• [Exercise prompt]: Restate each record exactly as it was written.
-------- Source records
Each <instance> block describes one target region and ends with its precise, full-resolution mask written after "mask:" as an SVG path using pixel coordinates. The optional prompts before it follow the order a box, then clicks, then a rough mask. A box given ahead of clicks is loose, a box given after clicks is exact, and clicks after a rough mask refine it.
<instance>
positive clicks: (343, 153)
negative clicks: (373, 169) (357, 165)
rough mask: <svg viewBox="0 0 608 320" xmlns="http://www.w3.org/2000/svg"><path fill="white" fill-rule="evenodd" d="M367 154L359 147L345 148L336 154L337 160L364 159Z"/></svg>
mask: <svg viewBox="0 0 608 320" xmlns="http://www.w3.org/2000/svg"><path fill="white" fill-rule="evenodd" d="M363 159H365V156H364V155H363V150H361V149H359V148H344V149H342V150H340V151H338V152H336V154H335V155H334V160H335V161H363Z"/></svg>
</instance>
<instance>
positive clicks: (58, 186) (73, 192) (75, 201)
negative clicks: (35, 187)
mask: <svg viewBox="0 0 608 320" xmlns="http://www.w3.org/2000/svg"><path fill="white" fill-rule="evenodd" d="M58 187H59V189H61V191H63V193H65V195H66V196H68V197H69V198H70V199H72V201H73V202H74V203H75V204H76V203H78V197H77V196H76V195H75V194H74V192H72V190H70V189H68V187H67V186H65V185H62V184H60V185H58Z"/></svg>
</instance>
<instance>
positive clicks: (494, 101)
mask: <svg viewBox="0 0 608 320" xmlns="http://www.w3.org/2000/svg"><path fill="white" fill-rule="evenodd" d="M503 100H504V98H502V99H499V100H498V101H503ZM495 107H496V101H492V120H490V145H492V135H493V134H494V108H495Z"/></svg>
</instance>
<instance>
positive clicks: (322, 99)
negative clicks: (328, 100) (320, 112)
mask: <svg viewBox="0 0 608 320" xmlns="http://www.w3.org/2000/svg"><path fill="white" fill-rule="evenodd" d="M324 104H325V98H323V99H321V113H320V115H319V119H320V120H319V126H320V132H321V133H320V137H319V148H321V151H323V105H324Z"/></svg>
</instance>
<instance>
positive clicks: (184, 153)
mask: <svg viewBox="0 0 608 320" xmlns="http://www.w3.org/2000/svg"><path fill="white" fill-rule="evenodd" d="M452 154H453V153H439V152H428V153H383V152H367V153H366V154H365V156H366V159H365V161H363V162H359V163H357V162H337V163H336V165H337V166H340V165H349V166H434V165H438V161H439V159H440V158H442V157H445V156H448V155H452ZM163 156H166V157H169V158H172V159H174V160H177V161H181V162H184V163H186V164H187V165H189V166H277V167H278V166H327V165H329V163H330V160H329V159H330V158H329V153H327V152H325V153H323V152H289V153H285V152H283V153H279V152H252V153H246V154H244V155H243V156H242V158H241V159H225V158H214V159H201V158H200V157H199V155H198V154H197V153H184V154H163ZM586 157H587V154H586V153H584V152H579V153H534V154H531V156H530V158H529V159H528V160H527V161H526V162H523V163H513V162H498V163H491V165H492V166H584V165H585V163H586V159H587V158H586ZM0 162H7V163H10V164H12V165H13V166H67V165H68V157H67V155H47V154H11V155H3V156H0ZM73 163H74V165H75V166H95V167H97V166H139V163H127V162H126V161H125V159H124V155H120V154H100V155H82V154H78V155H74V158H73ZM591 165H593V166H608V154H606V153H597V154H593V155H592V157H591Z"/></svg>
----------------
• [Completed exercise]:
Each <instance> block describes one target region and ends with its precise, full-resolution mask written after "mask:" as an SVG path using pixel coordinates. The optional prompts before it follow the order a box, then clicks, then a rough mask. A box given ahead of clicks is loose, a box given after clicks is exact, and clicks after a rough mask refine it.
<instance>
positive clicks: (343, 153)
negative clicks: (373, 169) (357, 165)
rough mask: <svg viewBox="0 0 608 320" xmlns="http://www.w3.org/2000/svg"><path fill="white" fill-rule="evenodd" d="M367 154L359 147L345 148L336 154L337 160L364 159Z"/></svg>
mask: <svg viewBox="0 0 608 320" xmlns="http://www.w3.org/2000/svg"><path fill="white" fill-rule="evenodd" d="M363 159H365V156H364V155H363V150H361V149H359V148H344V149H342V150H340V151H338V152H336V154H335V155H334V160H335V161H363Z"/></svg>
</instance>
<instance>
positive clicks: (58, 186) (73, 192) (75, 201)
negative clicks: (35, 187)
mask: <svg viewBox="0 0 608 320" xmlns="http://www.w3.org/2000/svg"><path fill="white" fill-rule="evenodd" d="M58 187H59V189H61V191H63V193H65V195H66V196H68V197H69V198H70V199H72V201H73V202H74V203H75V204H76V203H78V197H77V196H76V195H75V194H74V192H72V190H70V189H68V187H67V186H65V185H62V184H60V185H58Z"/></svg>
</instance>
<instance>
positive clicks: (494, 101)
mask: <svg viewBox="0 0 608 320" xmlns="http://www.w3.org/2000/svg"><path fill="white" fill-rule="evenodd" d="M503 100H504V98H502V99H499V100H498V101H503ZM495 107H496V101H492V120H490V145H492V135H493V134H494V108H495Z"/></svg>
</instance>
<instance>
positive clicks: (322, 99)
negative clicks: (328, 100) (320, 112)
mask: <svg viewBox="0 0 608 320" xmlns="http://www.w3.org/2000/svg"><path fill="white" fill-rule="evenodd" d="M324 104H325V98H323V99H321V113H320V115H319V119H320V120H319V126H320V132H321V133H320V137H319V148H321V151H323V105H324Z"/></svg>
</instance>
<instance>
positive clicks: (184, 153)
mask: <svg viewBox="0 0 608 320" xmlns="http://www.w3.org/2000/svg"><path fill="white" fill-rule="evenodd" d="M452 154H453V153H439V152H428V153H383V152H367V153H366V154H365V156H366V159H365V161H363V162H359V163H357V162H337V163H336V165H337V166H340V165H349V166H434V165H438V161H439V159H440V158H442V157H445V156H448V155H452ZM163 156H166V157H169V158H172V159H174V160H177V161H181V162H184V163H186V164H187V165H189V166H277V167H278V166H327V165H329V163H330V160H329V159H330V158H329V153H327V152H325V153H323V152H289V153H285V152H283V153H279V152H252V153H246V154H244V155H243V156H242V158H241V159H225V158H214V159H201V158H200V157H199V155H198V154H197V153H184V154H163ZM586 157H587V154H586V153H584V152H579V153H534V154H531V156H530V158H529V159H528V160H527V161H526V162H523V163H513V162H498V163H491V165H492V166H584V165H585V163H586V159H587V158H586ZM0 162H7V163H10V164H12V165H13V166H67V165H68V157H67V155H47V154H11V155H3V156H0ZM73 163H74V165H75V166H95V167H97V166H139V163H127V162H126V161H125V159H124V155H120V154H100V155H82V154H78V155H74V158H73ZM591 165H593V166H608V154H606V153H597V154H593V155H592V157H591Z"/></svg>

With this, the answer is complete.